TASK PROMPT: Convert the entries below, from the line containing "Target: white pickup truck in background" through the end of the entries, into a numbered list with both ends included. Leave out blank lines and anything outside that stretch.

INPUT RECORDS:

★ ★ ★ ★ ★

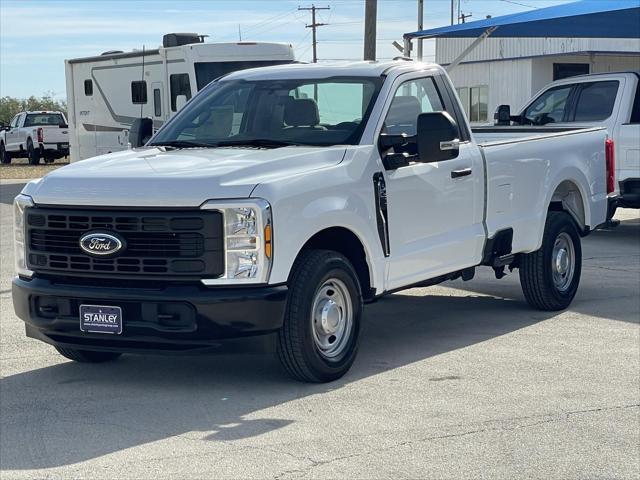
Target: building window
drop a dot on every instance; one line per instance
(139, 91)
(566, 70)
(157, 102)
(179, 85)
(463, 93)
(479, 104)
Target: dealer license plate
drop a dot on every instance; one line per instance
(100, 319)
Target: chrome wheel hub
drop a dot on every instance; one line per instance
(563, 260)
(332, 318)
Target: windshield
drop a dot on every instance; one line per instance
(274, 113)
(206, 72)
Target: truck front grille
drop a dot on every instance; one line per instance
(156, 243)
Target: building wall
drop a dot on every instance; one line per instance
(509, 81)
(447, 49)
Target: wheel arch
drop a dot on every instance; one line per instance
(347, 243)
(569, 197)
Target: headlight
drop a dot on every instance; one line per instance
(247, 242)
(20, 204)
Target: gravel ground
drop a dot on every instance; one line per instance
(20, 168)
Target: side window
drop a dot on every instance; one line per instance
(595, 101)
(549, 107)
(179, 85)
(139, 91)
(412, 98)
(157, 102)
(635, 114)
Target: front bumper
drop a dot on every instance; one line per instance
(630, 193)
(171, 318)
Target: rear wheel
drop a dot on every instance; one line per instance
(550, 276)
(87, 356)
(33, 154)
(5, 157)
(319, 339)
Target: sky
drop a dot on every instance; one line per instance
(36, 36)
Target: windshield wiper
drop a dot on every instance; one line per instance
(182, 144)
(256, 142)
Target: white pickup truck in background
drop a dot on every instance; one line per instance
(35, 135)
(280, 199)
(611, 100)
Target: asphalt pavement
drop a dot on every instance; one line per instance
(460, 380)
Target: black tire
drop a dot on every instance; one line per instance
(5, 157)
(87, 356)
(298, 349)
(33, 154)
(537, 268)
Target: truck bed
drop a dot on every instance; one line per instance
(525, 167)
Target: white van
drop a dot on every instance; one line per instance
(105, 93)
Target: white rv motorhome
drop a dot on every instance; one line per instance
(105, 93)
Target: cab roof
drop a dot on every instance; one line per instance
(329, 69)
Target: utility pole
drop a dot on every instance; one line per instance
(420, 26)
(313, 26)
(370, 19)
(464, 16)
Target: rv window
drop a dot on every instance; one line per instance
(157, 99)
(179, 85)
(139, 91)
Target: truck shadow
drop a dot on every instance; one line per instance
(609, 282)
(69, 413)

★ ★ ★ ★ ★

TASK SOLUTION:
1. Target: white pickup truck in background
2. drop a dot on every instance; one line per instance
3. (35, 135)
4. (280, 199)
5. (611, 100)
6. Target: asphalt pavement
7. drop a dot on every instance; one line per instance
8. (460, 380)
9. Target: black tire
10. drop a dot on every instance; one line per instance
11. (5, 157)
12. (87, 356)
13. (298, 349)
14. (33, 154)
15. (537, 268)
16. Target: truck bed
17. drop a dot on every instance; one line per instance
18. (525, 167)
19. Target: white van
20. drop a dot on every instance; one line per instance
21. (105, 93)
22. Target: white rv motorhome
23. drop a dot on every instance; one line per instance
24. (105, 93)
25. Target: cab roof
26. drop a dot on every instance; one line per instance
27. (329, 69)
28. Target: utility pole
29. drop a dot on every instance; one line per instance
30. (420, 26)
31. (313, 26)
32. (370, 19)
33. (464, 16)
34. Target: rv window
35. drop a dot on every instance; one line per instance
36. (157, 99)
37. (179, 85)
38. (139, 91)
39. Target: truck shadow
40. drop a dot on every instance; one line per instance
41. (609, 282)
42. (69, 413)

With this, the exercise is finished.